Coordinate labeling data
* Begin *

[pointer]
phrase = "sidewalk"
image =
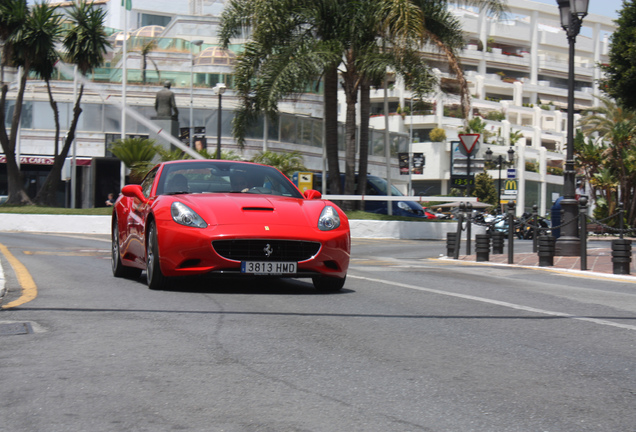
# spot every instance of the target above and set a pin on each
(599, 260)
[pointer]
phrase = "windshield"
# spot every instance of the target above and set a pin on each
(382, 184)
(191, 177)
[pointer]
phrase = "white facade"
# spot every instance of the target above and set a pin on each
(516, 67)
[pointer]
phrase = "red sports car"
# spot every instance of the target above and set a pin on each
(196, 217)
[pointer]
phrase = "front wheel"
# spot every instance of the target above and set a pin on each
(328, 284)
(156, 280)
(119, 269)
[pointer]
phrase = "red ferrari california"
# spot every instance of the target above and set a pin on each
(195, 217)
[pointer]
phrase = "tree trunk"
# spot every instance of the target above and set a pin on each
(17, 194)
(363, 163)
(331, 129)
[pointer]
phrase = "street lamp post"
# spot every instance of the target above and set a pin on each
(198, 43)
(500, 162)
(219, 89)
(569, 244)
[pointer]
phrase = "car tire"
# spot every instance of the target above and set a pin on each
(119, 269)
(328, 284)
(156, 280)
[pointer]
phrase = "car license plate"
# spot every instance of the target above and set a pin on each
(268, 267)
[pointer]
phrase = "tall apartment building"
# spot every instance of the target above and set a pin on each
(516, 67)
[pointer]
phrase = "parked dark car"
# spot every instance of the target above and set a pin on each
(378, 186)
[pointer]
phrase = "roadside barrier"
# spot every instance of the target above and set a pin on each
(546, 249)
(482, 247)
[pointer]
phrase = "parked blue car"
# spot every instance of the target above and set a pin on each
(378, 186)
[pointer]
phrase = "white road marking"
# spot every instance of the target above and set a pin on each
(496, 302)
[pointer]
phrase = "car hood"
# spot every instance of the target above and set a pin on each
(234, 208)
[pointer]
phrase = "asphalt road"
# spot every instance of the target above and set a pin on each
(411, 344)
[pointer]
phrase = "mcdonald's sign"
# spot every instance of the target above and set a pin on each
(510, 187)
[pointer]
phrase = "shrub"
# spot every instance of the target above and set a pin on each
(437, 135)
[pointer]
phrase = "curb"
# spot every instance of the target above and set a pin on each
(78, 224)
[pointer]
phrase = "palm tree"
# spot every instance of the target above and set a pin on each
(29, 37)
(287, 163)
(85, 44)
(293, 43)
(616, 130)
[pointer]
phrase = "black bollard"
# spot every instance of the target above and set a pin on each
(546, 251)
(621, 256)
(482, 247)
(450, 244)
(497, 242)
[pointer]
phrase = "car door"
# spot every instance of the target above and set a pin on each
(137, 218)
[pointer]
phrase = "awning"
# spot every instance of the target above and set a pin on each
(46, 160)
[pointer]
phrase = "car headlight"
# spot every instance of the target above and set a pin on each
(329, 219)
(404, 206)
(184, 215)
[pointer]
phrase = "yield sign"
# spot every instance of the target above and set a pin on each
(468, 142)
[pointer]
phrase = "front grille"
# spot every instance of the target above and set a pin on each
(256, 250)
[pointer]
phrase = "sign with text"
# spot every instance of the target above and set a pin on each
(470, 143)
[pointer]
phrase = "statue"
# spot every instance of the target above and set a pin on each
(165, 104)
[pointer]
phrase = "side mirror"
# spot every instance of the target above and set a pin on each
(312, 194)
(133, 191)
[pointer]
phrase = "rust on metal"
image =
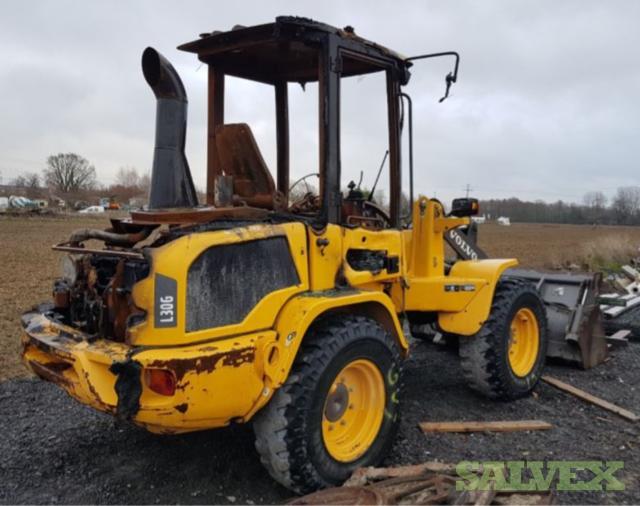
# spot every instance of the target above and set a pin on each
(182, 407)
(207, 363)
(103, 252)
(240, 158)
(200, 215)
(50, 372)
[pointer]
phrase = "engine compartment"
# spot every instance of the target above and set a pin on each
(94, 294)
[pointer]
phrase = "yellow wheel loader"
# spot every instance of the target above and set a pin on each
(255, 308)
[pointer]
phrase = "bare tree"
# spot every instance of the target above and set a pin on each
(595, 200)
(19, 182)
(128, 177)
(626, 204)
(69, 172)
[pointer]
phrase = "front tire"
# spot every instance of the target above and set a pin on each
(337, 411)
(504, 360)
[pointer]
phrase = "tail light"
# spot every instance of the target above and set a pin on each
(161, 381)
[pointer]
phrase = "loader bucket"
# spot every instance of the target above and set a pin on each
(576, 333)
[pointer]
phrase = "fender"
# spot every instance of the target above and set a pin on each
(301, 312)
(469, 321)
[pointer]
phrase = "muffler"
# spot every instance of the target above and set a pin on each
(171, 182)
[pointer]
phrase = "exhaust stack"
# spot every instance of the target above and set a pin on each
(171, 182)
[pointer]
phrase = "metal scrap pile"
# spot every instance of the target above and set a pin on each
(621, 309)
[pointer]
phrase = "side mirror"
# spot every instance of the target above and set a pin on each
(464, 207)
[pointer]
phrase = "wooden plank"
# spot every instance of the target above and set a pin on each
(631, 273)
(586, 396)
(500, 426)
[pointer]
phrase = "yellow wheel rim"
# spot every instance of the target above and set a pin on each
(353, 410)
(524, 342)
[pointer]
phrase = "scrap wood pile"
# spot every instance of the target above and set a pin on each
(428, 483)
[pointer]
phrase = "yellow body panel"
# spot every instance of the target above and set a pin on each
(228, 373)
(175, 258)
(468, 320)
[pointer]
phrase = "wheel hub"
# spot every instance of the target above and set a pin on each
(353, 410)
(524, 342)
(337, 402)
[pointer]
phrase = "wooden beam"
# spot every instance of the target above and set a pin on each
(500, 426)
(585, 396)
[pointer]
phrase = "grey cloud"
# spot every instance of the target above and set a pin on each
(547, 104)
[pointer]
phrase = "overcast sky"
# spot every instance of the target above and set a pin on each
(547, 105)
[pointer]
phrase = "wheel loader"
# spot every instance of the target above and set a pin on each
(252, 307)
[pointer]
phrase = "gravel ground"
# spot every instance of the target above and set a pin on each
(57, 451)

* End *

- Exercise: Reproduce the records, all of them, word for word; omit the pictures.

- Task output:
[pointer]
phrase = "sidewalk"
image =
# spot every instance of the target above and set a pin on each
(599, 260)
[pointer]
phrase = "windshield"
# spot every instance of the target above and set a pin on each
(382, 184)
(191, 177)
[pointer]
phrase = "white facade"
# spot every instance of the target above and set a pin on each
(516, 67)
[pointer]
phrase = "red sports car"
# spot every instance of the target above and set a pin on each
(196, 217)
[pointer]
phrase = "front wheel"
# spot every instance of the target above and set a pin on each
(328, 284)
(156, 280)
(119, 269)
[pointer]
phrase = "red ferrari california"
# spot every instance of the target above and set a pin on each
(195, 217)
[pointer]
phrase = "tree trunk"
# spot every instance of the target above and set a pin on each
(17, 194)
(363, 163)
(331, 129)
[pointer]
phrase = "street lamp post"
# spot every instance of the target above and set a pin on each
(198, 43)
(500, 162)
(219, 89)
(569, 244)
[pointer]
phrase = "car tire"
# spot every instance of the target above and set a pin on each
(119, 269)
(328, 284)
(156, 280)
[pointer]
phrase = "car license plate"
# spot every instance of the target above and set a pin on each
(268, 267)
[pointer]
phrase = "tall apartment building"
# spot every instance of the target above and set a pin on each
(516, 67)
[pointer]
phrase = "parked dark car"
# spot every instance of the target above and set a pin on each
(378, 186)
[pointer]
phrase = "roadside barrier"
# spot every instance of the target above and set a pin on each
(546, 249)
(482, 247)
[pointer]
phrase = "parked blue car"
# spot every instance of the target above and set a pin on each
(378, 186)
[pointer]
phrase = "white road marking"
# spot every instance of the target above and set a pin on each
(496, 302)
[pointer]
phrase = "car hood"
# spot every instance of the target above and set a pin on each
(234, 208)
[pointer]
phrase = "asphalt road"
# spot every instance of the target above and set a pin on each
(411, 344)
[pointer]
phrase = "mcdonald's sign"
# spot every instance of the target above and set a pin on each
(510, 187)
[pointer]
phrase = "shrub"
# spot every instance of the target above and set a pin on each
(437, 135)
[pointer]
phrase = "curb"
# spot every instance of the target above and set a pin on each
(78, 224)
[pointer]
phrase = "palm tree"
# spot every instance of the target above and set a pin on each
(29, 37)
(287, 163)
(85, 44)
(293, 43)
(616, 130)
[pointer]
phrase = "black bollard"
# spot every instance of the target above and set a pin on each
(546, 251)
(621, 256)
(482, 247)
(450, 244)
(497, 242)
[pointer]
phrase = "car door"
# spot every instance of the target above and set a pin on each
(137, 218)
[pointer]
phrase = "awning"
# spot every instance of the target above and set a pin on each
(46, 160)
[pointer]
phrase = "car headlight"
# spot every instance of the target above and set a pin on each
(329, 219)
(404, 206)
(184, 215)
[pointer]
phrase = "yield sign"
# spot every instance of the target above and set a pin on each
(468, 142)
[pointer]
phrase = "front grille"
# spot every instance of the target above and set a pin on each
(256, 250)
[pointer]
phrase = "sign with text"
# spot every instance of the target above and set a pin on each
(470, 143)
[pointer]
phrase = "statue"
# spot every instance of the target above and set a pin on each
(165, 104)
[pointer]
phrase = "side mirror"
# spot every instance of the target above and set a pin on each
(312, 194)
(133, 191)
[pointer]
phrase = "rust on metal"
image =
# spot every instance of the target above and set a pin on each
(182, 407)
(207, 363)
(103, 252)
(240, 158)
(200, 215)
(50, 372)
[pointer]
phrase = "engine compartment"
# spot every instance of the target above and set a pin on each
(94, 294)
[pointer]
phrase = "yellow wheel loader"
# spot every instance of the target above and set a pin on each
(255, 308)
[pointer]
phrase = "bare tree"
# spot every instance of the target above and set a pin on each
(595, 200)
(19, 182)
(128, 177)
(626, 204)
(69, 172)
[pointer]
phrase = "front tire"
# spot every instance of the target above and set a pin on each
(337, 411)
(504, 360)
[pointer]
phrase = "tail light"
# spot every instance of the target above and set a pin on each
(161, 381)
[pointer]
phrase = "loader bucket"
# spot every instance of the target above and set a pin on each
(576, 333)
[pointer]
phrase = "fender"
# spot every instance of the target above and set a pin on each
(301, 312)
(469, 321)
[pointer]
phrase = "muffler"
# spot every instance of the target above and set a pin on each
(171, 182)
[pointer]
phrase = "exhaust stack"
# spot every instance of the target above and set a pin on each
(171, 182)
[pointer]
phrase = "metal scrap pile"
# spot every instance of the target above and set a pin on each
(621, 309)
[pointer]
phrase = "side mirror"
# spot every instance of the target above and set a pin on each
(464, 207)
[pointer]
phrase = "wooden plank"
# spot every instance of the target above and set a pin on each
(631, 273)
(586, 396)
(500, 426)
[pointer]
phrase = "yellow wheel rim"
# spot every instance of the target above and set a pin on each
(353, 410)
(524, 342)
[pointer]
phrase = "scrap wood pile"
# spot every instance of the target above and set a pin on each
(428, 483)
[pointer]
phrase = "yellow body panel"
# spot every instance of the target above and set a pin on each
(228, 373)
(175, 258)
(468, 320)
[pointer]
phrase = "wheel hub"
# spot every instance of the target above and set a pin on each
(353, 410)
(524, 342)
(337, 402)
[pointer]
phrase = "wooden beam"
# spot every instance of the target above and set a pin on each
(500, 426)
(585, 396)
[pointer]
phrase = "grey cloud"
# spot every instance of the target above and set a pin on each
(547, 104)
[pointer]
phrase = "overcast sky"
# spot every instance of the target above and set a pin on each
(547, 105)
[pointer]
phrase = "wheel loader"
# spot every instance of the target above and set a pin on each
(252, 307)
[pointer]
phrase = "gravel ground"
# spot every instance of the target above and set a pin on each
(57, 451)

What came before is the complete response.